REQUIRED TASK: Would you output the whole listing below, exactly as it reads?

═══ MATERIAL SUPPLIED ═══

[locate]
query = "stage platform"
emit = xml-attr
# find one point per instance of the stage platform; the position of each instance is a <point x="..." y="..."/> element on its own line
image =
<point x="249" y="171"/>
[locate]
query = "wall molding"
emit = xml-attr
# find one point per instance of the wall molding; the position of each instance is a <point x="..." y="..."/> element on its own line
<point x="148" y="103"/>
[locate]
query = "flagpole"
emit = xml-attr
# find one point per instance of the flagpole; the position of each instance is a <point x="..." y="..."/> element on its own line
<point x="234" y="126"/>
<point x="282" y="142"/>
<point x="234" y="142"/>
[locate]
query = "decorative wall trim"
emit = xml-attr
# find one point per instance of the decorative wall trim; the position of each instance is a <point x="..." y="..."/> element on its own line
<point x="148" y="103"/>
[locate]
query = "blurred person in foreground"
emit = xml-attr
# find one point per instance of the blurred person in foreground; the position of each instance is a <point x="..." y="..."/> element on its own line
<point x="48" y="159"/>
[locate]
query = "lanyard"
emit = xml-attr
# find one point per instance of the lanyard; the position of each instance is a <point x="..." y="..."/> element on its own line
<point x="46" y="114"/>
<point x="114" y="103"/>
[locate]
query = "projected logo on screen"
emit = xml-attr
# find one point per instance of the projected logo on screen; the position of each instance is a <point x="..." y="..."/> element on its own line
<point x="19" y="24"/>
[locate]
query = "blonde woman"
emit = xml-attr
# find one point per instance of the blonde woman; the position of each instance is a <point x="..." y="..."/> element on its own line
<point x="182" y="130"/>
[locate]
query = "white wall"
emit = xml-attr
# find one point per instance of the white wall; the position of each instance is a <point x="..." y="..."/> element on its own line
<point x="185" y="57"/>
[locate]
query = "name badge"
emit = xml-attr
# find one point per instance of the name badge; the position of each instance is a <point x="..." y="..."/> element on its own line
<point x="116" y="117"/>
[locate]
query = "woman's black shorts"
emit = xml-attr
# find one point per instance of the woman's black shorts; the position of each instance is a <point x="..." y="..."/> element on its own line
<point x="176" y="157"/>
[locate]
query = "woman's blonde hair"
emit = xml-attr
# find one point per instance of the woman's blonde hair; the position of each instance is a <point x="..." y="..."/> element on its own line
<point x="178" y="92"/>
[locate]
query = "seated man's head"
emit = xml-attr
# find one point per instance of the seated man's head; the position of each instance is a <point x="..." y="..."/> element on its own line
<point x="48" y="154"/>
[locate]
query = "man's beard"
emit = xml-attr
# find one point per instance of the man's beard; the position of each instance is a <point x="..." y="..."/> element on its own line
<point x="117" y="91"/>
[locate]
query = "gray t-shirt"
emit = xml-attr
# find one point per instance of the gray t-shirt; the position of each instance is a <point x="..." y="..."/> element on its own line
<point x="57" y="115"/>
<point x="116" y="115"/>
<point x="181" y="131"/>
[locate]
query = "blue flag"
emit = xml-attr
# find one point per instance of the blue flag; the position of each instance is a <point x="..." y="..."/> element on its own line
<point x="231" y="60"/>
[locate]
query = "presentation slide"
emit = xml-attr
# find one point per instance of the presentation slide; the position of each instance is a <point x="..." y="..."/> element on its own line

═══

SOLVED EXERCISE:
[locate]
query = "stage platform"
emit = xml-attr
# find one point per instance of the stage platform; the position of each instance is a <point x="..." y="..."/> element on its own line
image =
<point x="249" y="171"/>
[locate]
query = "wall molding"
emit = xml-attr
# find one point per instance of the wall molding; the position of each instance is a <point x="..." y="..."/> element on its own line
<point x="148" y="103"/>
[locate]
query = "flagpole"
emit = xml-attr
# find one point per instance of the flagpole; the position of each instance is a <point x="..." y="..."/> element on its own line
<point x="234" y="126"/>
<point x="282" y="142"/>
<point x="234" y="142"/>
[locate]
query = "decorative wall trim"
emit = xml-attr
# find one point per instance of the decorative wall trim; the position of each instance is a <point x="..." y="..."/> element on its own line
<point x="148" y="103"/>
[locate]
query = "blurred person in foreground"
emit = xml-attr
# find one point per instance of the blurred person in foreground; the position of each instance is a <point x="..." y="..."/> element on its own line
<point x="48" y="159"/>
[locate]
query = "lanyard"
emit = xml-attr
# find one point per instance of the lanyard; the position of each instance is a <point x="..." y="..."/> element on its own line
<point x="46" y="114"/>
<point x="114" y="103"/>
[locate]
query = "projected logo on screen"
emit = xml-attr
# find one point per instance of the projected logo on screen; the position of each instance is a <point x="..." y="..."/> element on its own line
<point x="19" y="24"/>
[locate]
query = "blonde woman"
emit = xml-attr
# find one point per instance of the blonde woman; the position of each instance is a <point x="..." y="..."/> element on its own line
<point x="182" y="130"/>
[locate]
query = "white wall"
emit = xml-attr
# find one point per instance of the white wall; the position of each instance is a <point x="..." y="..."/> element on its own line
<point x="185" y="57"/>
[locate]
query = "name badge"
emit = xml-attr
# find one point per instance of the name badge; the position of each instance is a <point x="..." y="..."/> element on its own line
<point x="116" y="117"/>
[locate]
query = "woman's black shorts"
emit = xml-attr
# find one point per instance of the woman's black shorts; the position of each instance is a <point x="..." y="..."/> element on its own line
<point x="176" y="157"/>
[locate]
query = "woman's blonde hair"
emit = xml-attr
# find one point per instance of the woman's blonde hair; the position of each instance is a <point x="..." y="..."/> element on its own line
<point x="178" y="92"/>
[locate]
query = "seated man's head"
emit = xml-attr
# find one point per instance of the seated man's head; the position of each instance is a <point x="..." y="..."/> element on its own line
<point x="48" y="154"/>
[locate]
query = "man's beard"
emit = xml-attr
# find one point per instance of the man's beard; the position of each instance is a <point x="..." y="..."/> element on its own line
<point x="117" y="91"/>
[locate]
query = "gray t-shirt"
emit = xml-attr
# find one point per instance of the gray t-shirt; the position of each instance is a <point x="..." y="..."/> element on its own line
<point x="57" y="115"/>
<point x="116" y="115"/>
<point x="181" y="131"/>
[locate]
query = "blue flag"
emit = xml-attr
# find one point per instance of the blue flag; the position of each instance is a <point x="..." y="..."/> element on its own line
<point x="231" y="60"/>
[locate]
query = "presentation slide"
emit = xml-attr
# find one point per instance of the presentation slide; the position of each instance is a <point x="..." y="..."/> element on its own line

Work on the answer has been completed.